# PROBLEM DETAILS:
Continue the piece below on storms and the Psalms, starting after its final sentence.

# DOCUMENT PASSAGE:
= Beginning of Section =

There’s an irony here as well.  Like most academics clueless about publication, I initially proposed Weathering the Psalms to Oxford University Press, assuming they published such things.  It was turned down on the basis of a reviewer—one or two I know not—that I later met at a social function, where he was clearly embarrassed.  I really just wonder how the OED found the book to cite in the first place.  In terms of copies sold, it has been my most successful book, but that’s not saying much.  As far as I can tell, it’s only sold less than 400 copies (the royalty statements don’t have the total and I haven’t received a check in years).  I guess all things in the world are connected, whether we notice it or not.

Those who know me personally are aware that validation is a huge thing for me.  I suspect that is true of most people who grew up in difficult circumstances and who managed—and this is never a certain thing—to pull themselves out.  Having been fired from my long-term teaching post (where I was working on this book) only made me want to prove myself more, I guess.  Insignificant things like getting a Choice review for one of my books (which continues to sell poorly) and having that behemoth of a dictionary notice that I used a fairly common word in a fairly common way do tend to release the endorphins.  It’s like maybe someone noticed that I’ve passed this way.  Maybe there was a reason for trying to capture the Wisconsin thunderstorms in a book about the Psalms.  Maybe there’s a reason each working day there concluded with the Nunc dimittis.


Spirit Storm

Some time ago, we experienced quite a windstorm.  More than wind, there was a dump of rain, thunder, hail, and all that.  My wife and I were attending a Tibetan singing bowls sound-bath with some others in the cancer support community.  I’ve described this practice before, here.  In any case, the meditation is held in a large room with a tin roof—the kind of place you don’t want to be during a tornado.  We’d just got inside when the gust front hit and knocked out the power.  The instructor still went through the meditation, but the storm sounds blended with those of the singing bowls.  Afterwards my wife asked about Job.  Specifically, God speaking from the whirlwind.  I told her that was God on a bad day, but I understood what she was getting at—there’s a spirituality to the weather.  (I was going to suggest Elijah instead, but “but the Lord was not in the wind.”  Alas.

I thought of Weathering the Psalms.  My contribution to biblical studies, had I been allowed to remain in academia, would’ve been further explorations of weather terminology in the Bible.  But the Lord was not in the wind.  I wrote that book because I noticed the juxtaposition of severe weather with daily chapel at Nashotah House.  We were required to attend, no matter what the weather.  (Such is life on a fully residential campus.)  We were reciting the Psalms one day when a storm blew the power out.  It may have happened more than once, since we’re getting on past two decades hence my memory’s a touch imprecise on the point.  In any case, the spirituality of the power of the storm fascinated me.

= End of Section =

# RECORDED DATA:
= Beginning of Section =

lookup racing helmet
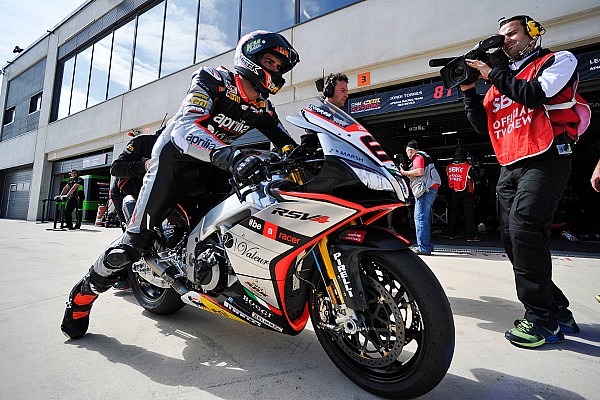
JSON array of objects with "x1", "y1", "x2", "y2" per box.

= End of Section =
= Beginning of Section =

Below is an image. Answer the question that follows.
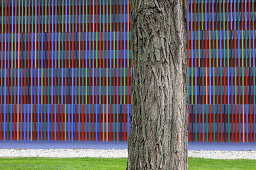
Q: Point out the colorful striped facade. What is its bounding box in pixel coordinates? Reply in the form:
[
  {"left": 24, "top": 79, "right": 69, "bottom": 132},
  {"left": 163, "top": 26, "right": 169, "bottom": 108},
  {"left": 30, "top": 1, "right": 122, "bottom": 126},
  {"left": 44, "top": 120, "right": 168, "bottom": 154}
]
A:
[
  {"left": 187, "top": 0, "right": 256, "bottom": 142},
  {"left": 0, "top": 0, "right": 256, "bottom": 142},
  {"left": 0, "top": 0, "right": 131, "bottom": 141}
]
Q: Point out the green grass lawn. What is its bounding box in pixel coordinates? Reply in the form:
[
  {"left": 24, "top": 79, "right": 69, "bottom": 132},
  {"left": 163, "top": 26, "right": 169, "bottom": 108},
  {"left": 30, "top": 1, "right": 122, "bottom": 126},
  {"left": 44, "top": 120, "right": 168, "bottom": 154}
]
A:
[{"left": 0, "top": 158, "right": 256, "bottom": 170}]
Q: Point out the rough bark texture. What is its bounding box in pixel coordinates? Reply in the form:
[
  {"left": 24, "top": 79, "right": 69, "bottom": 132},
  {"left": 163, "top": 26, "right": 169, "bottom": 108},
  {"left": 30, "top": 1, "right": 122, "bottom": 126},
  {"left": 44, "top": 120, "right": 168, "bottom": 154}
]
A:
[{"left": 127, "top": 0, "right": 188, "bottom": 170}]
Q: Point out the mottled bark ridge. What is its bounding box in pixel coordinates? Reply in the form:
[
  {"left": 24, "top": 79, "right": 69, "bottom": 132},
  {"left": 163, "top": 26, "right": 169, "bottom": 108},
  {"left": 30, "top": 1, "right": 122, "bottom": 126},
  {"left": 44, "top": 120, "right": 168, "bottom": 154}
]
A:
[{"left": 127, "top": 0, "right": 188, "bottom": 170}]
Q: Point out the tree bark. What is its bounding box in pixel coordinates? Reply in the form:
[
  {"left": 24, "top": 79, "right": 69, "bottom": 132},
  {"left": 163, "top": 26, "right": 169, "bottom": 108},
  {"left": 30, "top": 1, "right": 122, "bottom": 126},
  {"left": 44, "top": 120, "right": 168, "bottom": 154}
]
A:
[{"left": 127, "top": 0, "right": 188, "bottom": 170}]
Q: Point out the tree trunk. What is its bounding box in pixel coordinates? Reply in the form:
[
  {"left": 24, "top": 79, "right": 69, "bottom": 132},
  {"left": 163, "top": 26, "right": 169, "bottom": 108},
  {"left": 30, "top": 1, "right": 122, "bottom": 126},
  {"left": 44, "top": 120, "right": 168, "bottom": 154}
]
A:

= End of Section =

# EXPECTED ANSWER:
It still does.  The next morning, out for my jog, I marveled at the number of branches down.  Thousands in the Lehigh Valley were without power.  This is probably why the ancients considered the storm god chief of the rest.  The violence of nature is something that suggests divinity.  Other primates have been observed screeching back at the sky during thunderstorms.  It’s deep in our DNA.  That doesn’t make it any less spiritual.  There’s a lot of weather in the Bible.  I only explored a tiny piece of it by trying to tackle the Psalms.  The Good Book, however, doesn’t say much about the spirituality of weather.  It’s there nevertheless.  Anything that can snap a tree a foot in diameter like a toothpick has a spiritual message for us.  I mused on the way home—we had to take a detour because of downed trees—that had the storm claimed us as victims, dying while meditating is probably not the worst way to go.  Now I wonder, what might God’s nice words from the whirlwind be?


Tintinnabulation

On a summer’s day when I can work with the windows open, I hear the bells of a local church.  We haven’t been in our current location long enough to know for sure, but they seem to come from the direction of the United Methodists.  Around noon each day they ring out hymn tunes to which I often find myself filling in the words.  These are traditional hymns that I’ve known from childhood, and there’s an easy familiarity about hearing them, although my own spiritual journey may have taken me in different directions.  The sound of bells is so pleasant, I think, that nobody really objects.  Then I wonder about what I thought.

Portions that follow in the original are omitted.